This new body of work by Alteronce Gumby was created in direct response to his recent visit to Charles Ross’ monumental earthwork, Star Axis (projected completion 2026) located near Ross’ off-the-grid studio in northeast New Mexico. In the summer of 2023, Gumby spent an evening alone in Star Tunnel, an element of the complex constructed in alignment with the Earth’s axis and the North Star Polaris. As one ascends the tunnel, the framing of Polaris shifts, revealing cosmic alignments of the past, present, and future. This experience directly inspired Gumby’s two-panel, mixed-media painting Starry Night (2024). Among gradations of color and texture, spiral galaxy formations populate the work, reflecting light and shifting perspectives through glass layered and tinted with acrylic paint.

### SET EXERCISE
Transcribe the passage on Gumby's Starry Night word for word, from "This new body" to "with acrylic paint.". The records play no part here.

### ENTRIES SHOWN
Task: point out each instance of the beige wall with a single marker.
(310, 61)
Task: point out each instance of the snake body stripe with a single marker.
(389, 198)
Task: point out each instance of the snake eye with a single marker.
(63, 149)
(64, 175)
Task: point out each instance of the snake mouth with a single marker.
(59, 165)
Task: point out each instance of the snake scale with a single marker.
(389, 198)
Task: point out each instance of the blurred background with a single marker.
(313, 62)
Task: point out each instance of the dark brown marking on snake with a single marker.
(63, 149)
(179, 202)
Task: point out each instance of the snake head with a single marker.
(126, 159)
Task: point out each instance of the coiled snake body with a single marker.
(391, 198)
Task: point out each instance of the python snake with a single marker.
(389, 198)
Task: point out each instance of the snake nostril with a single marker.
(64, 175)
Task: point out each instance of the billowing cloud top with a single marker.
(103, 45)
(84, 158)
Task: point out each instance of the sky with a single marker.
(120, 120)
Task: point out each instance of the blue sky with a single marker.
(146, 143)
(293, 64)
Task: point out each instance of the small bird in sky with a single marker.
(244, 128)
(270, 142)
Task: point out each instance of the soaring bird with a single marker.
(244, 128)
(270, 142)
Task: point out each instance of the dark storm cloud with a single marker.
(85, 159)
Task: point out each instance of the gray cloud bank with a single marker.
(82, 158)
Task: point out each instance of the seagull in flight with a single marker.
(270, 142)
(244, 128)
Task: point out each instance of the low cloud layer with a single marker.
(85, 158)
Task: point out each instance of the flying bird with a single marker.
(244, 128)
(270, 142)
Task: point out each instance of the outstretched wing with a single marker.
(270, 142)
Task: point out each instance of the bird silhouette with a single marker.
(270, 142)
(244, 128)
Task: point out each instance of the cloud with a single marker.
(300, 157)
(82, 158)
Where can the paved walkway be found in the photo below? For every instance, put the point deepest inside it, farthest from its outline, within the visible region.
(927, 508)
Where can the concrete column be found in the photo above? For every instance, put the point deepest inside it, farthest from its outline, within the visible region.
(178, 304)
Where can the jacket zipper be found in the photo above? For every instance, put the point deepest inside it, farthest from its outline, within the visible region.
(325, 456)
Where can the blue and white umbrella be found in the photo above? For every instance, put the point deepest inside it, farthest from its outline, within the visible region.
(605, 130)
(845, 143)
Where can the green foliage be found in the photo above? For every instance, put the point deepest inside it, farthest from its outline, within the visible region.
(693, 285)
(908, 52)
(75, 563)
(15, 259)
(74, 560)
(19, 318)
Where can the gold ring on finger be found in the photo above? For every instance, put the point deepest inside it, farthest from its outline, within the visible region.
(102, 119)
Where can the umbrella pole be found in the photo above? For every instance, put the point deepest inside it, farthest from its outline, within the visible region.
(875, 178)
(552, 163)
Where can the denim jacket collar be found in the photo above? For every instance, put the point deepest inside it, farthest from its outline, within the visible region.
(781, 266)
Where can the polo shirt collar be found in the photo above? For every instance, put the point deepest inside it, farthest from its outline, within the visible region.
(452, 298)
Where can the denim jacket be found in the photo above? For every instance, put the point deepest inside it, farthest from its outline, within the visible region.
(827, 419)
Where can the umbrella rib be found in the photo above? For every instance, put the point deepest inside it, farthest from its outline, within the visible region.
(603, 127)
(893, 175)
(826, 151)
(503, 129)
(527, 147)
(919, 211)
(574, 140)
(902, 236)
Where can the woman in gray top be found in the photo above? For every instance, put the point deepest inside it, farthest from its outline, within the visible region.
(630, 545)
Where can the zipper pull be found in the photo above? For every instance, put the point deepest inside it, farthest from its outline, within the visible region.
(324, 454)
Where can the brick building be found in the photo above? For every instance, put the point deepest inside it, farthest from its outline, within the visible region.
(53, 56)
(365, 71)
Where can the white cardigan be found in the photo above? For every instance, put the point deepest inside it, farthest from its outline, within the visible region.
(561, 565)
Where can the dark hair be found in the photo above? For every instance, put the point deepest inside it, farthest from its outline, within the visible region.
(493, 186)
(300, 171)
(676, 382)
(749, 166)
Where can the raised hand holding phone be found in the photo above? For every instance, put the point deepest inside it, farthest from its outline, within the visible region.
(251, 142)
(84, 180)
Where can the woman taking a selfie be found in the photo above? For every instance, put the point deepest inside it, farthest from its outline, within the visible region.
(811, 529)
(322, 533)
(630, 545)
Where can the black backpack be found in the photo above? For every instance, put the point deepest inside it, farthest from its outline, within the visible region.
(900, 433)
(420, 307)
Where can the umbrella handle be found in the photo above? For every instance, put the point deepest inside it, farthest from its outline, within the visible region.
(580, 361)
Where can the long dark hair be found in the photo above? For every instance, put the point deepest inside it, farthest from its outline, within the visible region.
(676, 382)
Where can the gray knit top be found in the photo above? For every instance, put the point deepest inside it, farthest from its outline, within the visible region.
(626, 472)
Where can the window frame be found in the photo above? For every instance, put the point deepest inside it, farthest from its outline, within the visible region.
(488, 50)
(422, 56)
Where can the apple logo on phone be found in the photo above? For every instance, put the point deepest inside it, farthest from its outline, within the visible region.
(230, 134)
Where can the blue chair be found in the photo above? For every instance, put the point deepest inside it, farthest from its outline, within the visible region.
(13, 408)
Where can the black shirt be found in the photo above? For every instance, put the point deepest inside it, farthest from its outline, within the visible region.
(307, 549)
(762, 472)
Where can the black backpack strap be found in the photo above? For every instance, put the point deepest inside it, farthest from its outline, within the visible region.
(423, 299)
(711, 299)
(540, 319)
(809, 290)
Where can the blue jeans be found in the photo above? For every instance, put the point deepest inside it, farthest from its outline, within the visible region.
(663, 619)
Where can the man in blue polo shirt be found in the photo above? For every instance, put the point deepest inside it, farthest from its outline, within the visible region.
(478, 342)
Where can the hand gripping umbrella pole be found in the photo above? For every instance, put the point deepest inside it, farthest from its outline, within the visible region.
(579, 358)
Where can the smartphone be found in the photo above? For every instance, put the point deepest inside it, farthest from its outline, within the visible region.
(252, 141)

### RESPONSE FOR THIS EXERCISE
This new body of work by Alteronce Gumby was created in direct response to his recent visit to Charles Ross’ monumental earthwork, Star Axis (projected completion 2026) located near Ross’ off-the-grid studio in northeast New Mexico. In the summer of 2023, Gumby spent an evening alone in Star Tunnel, an element of the complex constructed in alignment with the Earth’s axis and the North Star Polaris. As one ascends the tunnel, the framing of Polaris shifts, revealing cosmic alignments of the past, present, and future. This experience directly inspired Gumby’s two-panel, mixed-media painting Starry Night (2024). Among gradations of color and texture, spiral galaxy formations populate the work, reflecting light and shifting perspectives through glass layered and tinted with acrylic paint.